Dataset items
━━━━━━━━
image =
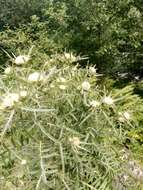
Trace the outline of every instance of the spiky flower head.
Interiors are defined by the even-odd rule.
[[[114,104],[114,100],[110,96],[105,96],[103,98],[103,103],[107,104],[107,105],[113,105]]]
[[[31,74],[28,76],[28,81],[29,81],[29,82],[37,82],[37,81],[42,81],[42,80],[44,80],[44,78],[45,78],[44,74],[39,73],[39,72],[34,72],[34,73],[31,73]]]
[[[84,81],[82,83],[82,90],[89,91],[89,89],[90,89],[90,83],[88,81]]]
[[[12,108],[16,102],[19,101],[19,94],[17,93],[9,93],[7,94],[2,102],[3,108]]]
[[[14,63],[16,65],[23,65],[23,64],[27,63],[29,60],[30,60],[29,55],[19,55],[15,58]]]

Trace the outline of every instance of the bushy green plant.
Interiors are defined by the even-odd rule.
[[[123,151],[142,116],[132,87],[101,88],[73,53],[23,52],[0,76],[1,189],[140,189]]]

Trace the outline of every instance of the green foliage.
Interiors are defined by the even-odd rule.
[[[96,64],[102,72],[113,74],[127,71],[141,74],[142,3],[134,0],[56,0],[46,3],[44,0],[30,3],[25,0],[11,3],[17,7],[16,10],[13,9],[13,13],[22,21],[15,22],[26,23],[24,28],[31,26],[33,30],[29,32],[34,37],[39,25],[44,25],[38,33],[41,38],[46,39],[50,35],[50,40],[62,44],[66,49],[89,56],[90,62]],[[25,8],[21,3],[29,7]],[[19,7],[22,8],[18,9]],[[8,10],[7,6],[5,9]],[[12,10],[9,11],[11,13]],[[32,18],[39,21],[31,23],[32,15],[37,15]],[[5,17],[8,19],[8,16]],[[16,26],[15,22],[7,21]],[[17,35],[17,31],[13,33]]]
[[[71,17],[72,43],[108,73],[140,70],[142,5],[121,0],[79,1]],[[68,9],[70,12],[70,8]]]
[[[32,15],[41,16],[46,0],[0,0],[0,28],[30,21]]]

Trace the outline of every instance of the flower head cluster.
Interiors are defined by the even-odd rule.
[[[19,93],[8,93],[3,98],[1,103],[2,109],[11,109],[13,106],[20,101],[21,98],[25,98],[28,92],[26,90],[21,90]]]
[[[15,103],[19,101],[19,98],[19,94],[9,93],[4,97],[1,107],[4,109],[12,108],[15,105]]]

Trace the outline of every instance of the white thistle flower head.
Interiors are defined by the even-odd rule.
[[[123,175],[123,180],[124,180],[124,182],[126,182],[128,179],[129,179],[129,176],[126,175],[126,174],[124,174],[124,175]]]
[[[84,81],[82,83],[82,90],[89,91],[89,89],[90,89],[90,83],[88,81]]]
[[[16,93],[9,93],[3,99],[2,107],[3,108],[12,108],[16,102],[19,101],[19,95]]]
[[[7,68],[4,70],[4,73],[5,73],[6,75],[8,75],[8,74],[11,73],[11,71],[12,71],[12,68],[11,68],[11,67],[7,67]]]
[[[44,78],[45,78],[45,75],[44,75],[44,74],[39,73],[39,72],[34,72],[34,73],[31,73],[31,74],[28,76],[28,81],[29,81],[29,82],[38,82],[38,81],[44,80]]]
[[[77,66],[74,66],[74,67],[72,68],[72,71],[77,71]]]
[[[65,52],[65,53],[64,53],[64,57],[65,57],[67,60],[71,61],[71,62],[77,61],[77,57],[74,56],[73,53],[66,53],[66,52]]]
[[[103,99],[103,103],[107,105],[113,105],[114,100],[110,96],[105,96]]]
[[[80,139],[78,137],[69,138],[69,142],[74,146],[80,145]]]
[[[96,107],[100,106],[100,102],[98,102],[96,100],[92,100],[89,102],[89,105],[93,108],[96,108]]]
[[[125,121],[128,121],[131,119],[131,115],[129,112],[125,111],[123,113],[119,112],[118,113],[120,115],[120,117],[118,118],[118,120],[122,123],[124,123]]]
[[[95,67],[89,67],[89,72],[90,72],[90,74],[92,74],[92,75],[96,74],[96,69],[95,69]]]
[[[28,92],[26,90],[20,91],[20,97],[25,98],[27,96]]]
[[[16,65],[23,65],[23,64],[27,63],[29,60],[30,60],[29,55],[19,55],[15,58],[14,63]]]
[[[66,86],[65,86],[65,85],[60,85],[59,88],[60,88],[61,90],[65,90],[65,89],[66,89]]]
[[[26,165],[27,164],[27,160],[21,160],[21,165]]]
[[[118,118],[118,120],[122,123],[124,123],[125,121],[128,121],[131,119],[131,115],[129,112],[125,111],[125,112],[119,112],[118,113],[120,115],[120,117]]]

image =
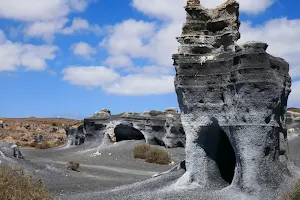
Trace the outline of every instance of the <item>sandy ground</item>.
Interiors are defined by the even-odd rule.
[[[19,164],[29,173],[34,172],[36,177],[44,180],[56,199],[65,199],[67,196],[104,191],[146,180],[174,167],[174,164],[156,165],[135,159],[133,148],[141,143],[144,142],[123,141],[105,148],[98,148],[98,144],[93,143],[46,150],[21,148],[25,160],[12,158],[7,143],[0,143],[0,151],[5,156],[0,155],[0,160],[3,163]],[[165,150],[172,154],[175,164],[185,157],[184,148]],[[80,163],[80,172],[66,170],[69,161]]]
[[[2,164],[18,164],[23,166],[26,172],[34,172],[36,177],[44,180],[46,187],[57,200],[132,200],[145,199],[146,196],[147,199],[170,200],[186,199],[187,192],[189,199],[218,199],[216,196],[210,196],[210,193],[201,193],[198,189],[186,192],[184,189],[177,192],[170,190],[169,193],[164,192],[161,196],[152,198],[152,191],[172,185],[184,171],[151,178],[152,175],[167,171],[175,165],[156,165],[135,159],[133,148],[140,143],[144,142],[123,141],[103,148],[98,148],[98,144],[94,143],[46,150],[22,148],[25,160],[12,158],[12,151],[7,148],[7,143],[0,143],[0,160]],[[183,148],[166,150],[172,154],[175,164],[185,157]],[[300,166],[299,152],[300,137],[290,137],[289,155],[296,167]],[[69,161],[80,163],[80,172],[66,170]],[[238,192],[236,194],[238,195]]]

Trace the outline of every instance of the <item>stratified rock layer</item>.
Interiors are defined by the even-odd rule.
[[[67,131],[70,145],[84,142],[110,144],[142,140],[168,148],[184,147],[185,133],[177,109],[111,115],[107,109],[84,120],[84,125]]]
[[[262,198],[288,174],[285,113],[289,65],[267,44],[240,38],[239,4],[186,6],[175,88],[186,133],[187,172],[178,185],[232,185]]]

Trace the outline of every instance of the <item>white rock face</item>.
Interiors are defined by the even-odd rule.
[[[106,126],[105,134],[110,138],[112,143],[117,142],[116,135],[115,135],[115,128],[119,124],[120,122],[118,121],[111,121]]]

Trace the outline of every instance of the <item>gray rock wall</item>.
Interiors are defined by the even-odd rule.
[[[104,109],[84,120],[84,125],[67,131],[70,145],[98,142],[99,145],[122,140],[141,140],[167,148],[184,147],[185,133],[177,109],[111,115]],[[82,143],[83,141],[83,143]]]

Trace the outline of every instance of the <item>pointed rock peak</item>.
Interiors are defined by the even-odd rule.
[[[200,0],[188,0],[186,6],[199,6]]]

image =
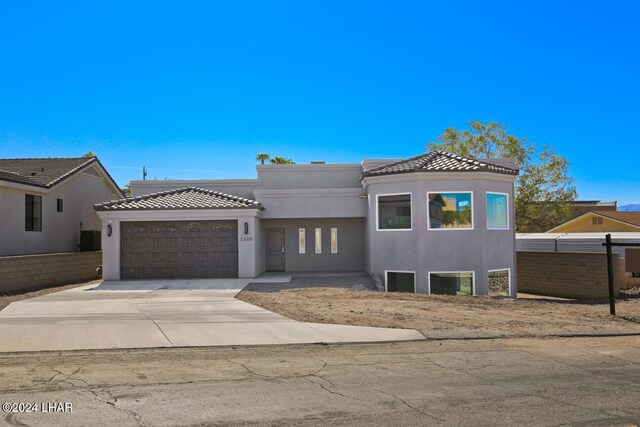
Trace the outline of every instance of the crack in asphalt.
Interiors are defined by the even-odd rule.
[[[112,391],[110,391],[108,389],[101,390],[103,393],[105,393],[107,396],[109,396],[110,400],[101,399],[100,396],[98,395],[98,391],[91,390],[91,389],[89,389],[88,391],[89,391],[89,393],[91,393],[93,395],[94,400],[96,400],[98,402],[101,402],[101,403],[105,403],[105,404],[109,405],[111,408],[113,408],[113,409],[115,409],[117,411],[121,411],[121,412],[124,412],[124,413],[132,416],[133,419],[138,424],[138,426],[140,426],[140,427],[148,427],[148,424],[146,424],[142,420],[142,417],[136,411],[134,411],[133,409],[123,408],[122,406],[119,406],[118,405],[118,398],[113,394]]]
[[[29,424],[25,424],[19,420],[16,420],[15,417],[16,415],[18,415],[17,413],[11,413],[11,414],[7,414],[4,416],[4,420],[6,421],[7,424],[9,424],[10,426],[15,426],[15,427],[30,427]]]
[[[244,368],[248,373],[250,373],[251,375],[255,375],[257,377],[261,377],[261,378],[266,378],[266,379],[279,379],[279,378],[286,378],[287,376],[283,375],[283,376],[271,376],[271,375],[264,375],[264,374],[259,374],[256,371],[254,371],[253,369],[249,368],[247,365],[245,365],[244,363],[241,362],[237,362],[233,359],[224,359],[229,363],[232,363],[234,365],[240,366],[242,368]],[[251,359],[248,359],[246,363],[250,363]],[[293,375],[295,377],[295,375]],[[288,376],[291,377],[291,376]]]
[[[326,387],[326,386],[325,386],[324,384],[322,384],[322,383],[312,381],[312,380],[311,380],[311,378],[310,378],[309,376],[302,377],[302,378],[303,378],[303,379],[305,379],[305,380],[307,380],[307,381],[309,381],[311,384],[319,385],[323,390],[325,390],[325,391],[327,391],[327,392],[329,392],[329,393],[331,393],[331,394],[338,395],[338,396],[340,396],[340,397],[344,397],[345,399],[351,399],[351,400],[356,400],[356,401],[358,401],[358,402],[362,402],[362,400],[360,400],[360,399],[356,399],[356,398],[351,397],[351,396],[346,396],[346,395],[344,395],[344,394],[340,393],[339,391],[331,390],[329,387]],[[321,377],[319,377],[319,378],[321,378]],[[324,379],[324,378],[323,378],[323,379]]]
[[[387,396],[393,397],[394,399],[402,402],[402,404],[404,404],[404,406],[406,406],[407,408],[409,408],[409,409],[411,409],[413,411],[416,411],[416,412],[418,412],[418,413],[420,413],[422,415],[425,415],[425,416],[427,416],[429,418],[432,418],[434,420],[438,420],[438,421],[443,422],[443,423],[446,422],[446,420],[443,420],[442,418],[438,418],[435,415],[431,415],[430,413],[425,412],[420,408],[416,408],[415,406],[410,405],[409,403],[407,403],[406,400],[401,399],[400,397],[396,396],[395,394],[387,393],[386,391],[380,390],[380,389],[377,389],[377,388],[374,388],[374,390],[377,391],[378,393],[386,394]]]
[[[560,364],[562,364],[562,365],[564,365],[564,366],[566,366],[566,367],[568,367],[570,369],[579,371],[579,372],[581,372],[583,374],[586,374],[587,376],[590,376],[590,377],[593,377],[594,375],[598,375],[597,373],[594,373],[594,372],[589,371],[587,369],[581,368],[579,366],[570,365],[567,362],[564,362],[562,360],[554,359],[554,358],[552,358],[550,356],[541,355],[541,354],[529,352],[529,351],[526,351],[526,350],[521,350],[521,351],[523,353],[526,353],[526,354],[529,354],[529,355],[532,355],[532,356],[538,356],[538,357],[540,357],[542,359],[545,359],[545,360],[549,360],[549,361],[552,361],[552,362],[555,362],[555,363],[560,363]],[[548,397],[548,396],[544,396],[544,395],[532,394],[532,393],[529,393],[527,391],[523,391],[523,390],[520,390],[520,389],[518,389],[516,387],[510,386],[509,384],[506,384],[506,383],[498,383],[496,381],[489,380],[489,379],[487,379],[487,378],[485,378],[485,377],[483,377],[481,375],[476,374],[475,372],[470,372],[470,371],[467,371],[467,370],[464,370],[464,369],[454,368],[454,367],[451,367],[451,366],[444,366],[444,365],[438,363],[437,361],[435,361],[433,359],[429,359],[427,357],[427,355],[424,355],[424,358],[426,360],[429,360],[431,363],[433,363],[434,365],[438,366],[439,368],[442,368],[442,369],[445,369],[445,370],[452,370],[452,371],[455,371],[455,372],[458,372],[458,373],[461,373],[461,374],[469,375],[471,377],[474,377],[476,379],[479,379],[479,380],[483,381],[486,384],[494,385],[494,386],[497,386],[497,387],[503,387],[505,389],[511,390],[514,394],[510,398],[535,397],[535,398],[538,398],[538,399],[542,399],[542,400],[548,401],[550,403],[562,403],[564,405],[572,406],[574,408],[578,408],[578,409],[583,410],[583,411],[593,411],[593,412],[596,412],[596,413],[599,413],[599,414],[603,414],[603,415],[607,415],[607,416],[614,416],[614,417],[618,416],[616,414],[610,413],[606,409],[595,409],[595,408],[579,405],[579,404],[577,404],[577,403],[575,403],[573,401],[562,399],[562,398],[560,398],[558,396]],[[470,370],[471,369],[477,370],[477,369],[482,369],[482,368],[489,367],[489,366],[495,366],[495,364],[488,364],[488,365],[485,365],[485,366],[482,366],[482,367],[473,366],[473,367],[470,367],[469,369]],[[632,383],[635,384],[635,385],[638,384],[636,382],[632,382]],[[635,415],[633,412],[628,412],[628,411],[625,411],[624,409],[621,410],[621,412],[624,412],[625,414],[630,415],[630,416]]]

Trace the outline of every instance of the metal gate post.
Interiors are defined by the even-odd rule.
[[[607,246],[607,273],[609,275],[609,312],[612,316],[616,315],[616,296],[613,286],[613,253],[611,250],[611,234],[605,237],[605,245]]]

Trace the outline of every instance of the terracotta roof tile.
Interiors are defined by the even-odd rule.
[[[473,157],[462,157],[444,151],[430,151],[419,156],[370,169],[367,176],[392,175],[410,172],[493,172],[517,175],[518,170],[499,166]]]
[[[166,209],[261,209],[259,202],[198,187],[184,187],[94,205],[97,211]]]

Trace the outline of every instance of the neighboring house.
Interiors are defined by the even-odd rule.
[[[548,233],[639,232],[640,212],[587,212]]]
[[[515,296],[510,160],[430,152],[256,169],[134,181],[136,197],[96,205],[104,277],[365,270],[388,291]]]
[[[574,200],[570,202],[571,218],[577,218],[587,212],[615,212],[618,209],[618,202],[602,202],[600,200]]]
[[[95,157],[0,159],[0,256],[77,251],[93,205],[120,197]]]
[[[527,208],[531,208],[529,220],[522,228],[527,233],[544,233],[549,228],[554,228],[560,224],[579,217],[580,215],[591,211],[616,211],[618,203],[616,201],[601,202],[600,200],[571,200],[567,202],[569,211],[564,218],[558,218],[553,213],[554,209],[548,209],[553,206],[552,202],[531,202]]]

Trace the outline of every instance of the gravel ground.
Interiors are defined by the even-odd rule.
[[[640,300],[607,302],[384,293],[336,288],[245,289],[236,297],[317,323],[410,328],[427,338],[640,334]]]
[[[15,295],[0,295],[0,310],[11,304],[12,302],[35,298],[42,295],[52,294],[54,292],[66,291],[67,289],[77,288],[79,286],[91,285],[93,283],[98,283],[99,280],[94,280],[92,282],[84,282],[84,283],[73,283],[71,285],[63,285],[63,286],[53,286],[51,288],[38,289],[37,291],[25,292],[23,294],[15,294]]]
[[[250,283],[245,291],[280,292],[286,289],[305,288],[343,288],[356,291],[375,290],[376,285],[367,274],[349,274],[338,276],[293,276],[289,283]]]
[[[640,298],[640,286],[631,289],[621,290],[618,296],[622,299]]]

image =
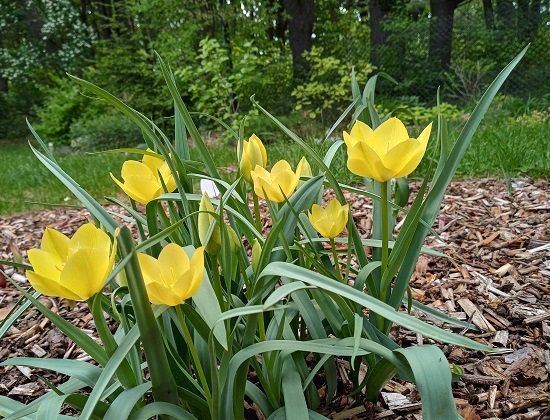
━━━━━━━━
For each line above that includes "white", make a copy.

Finished task -
Trace the outline of every instance of the white thistle flower head.
Trace the outline of every instance of the <item>white rock face</item>.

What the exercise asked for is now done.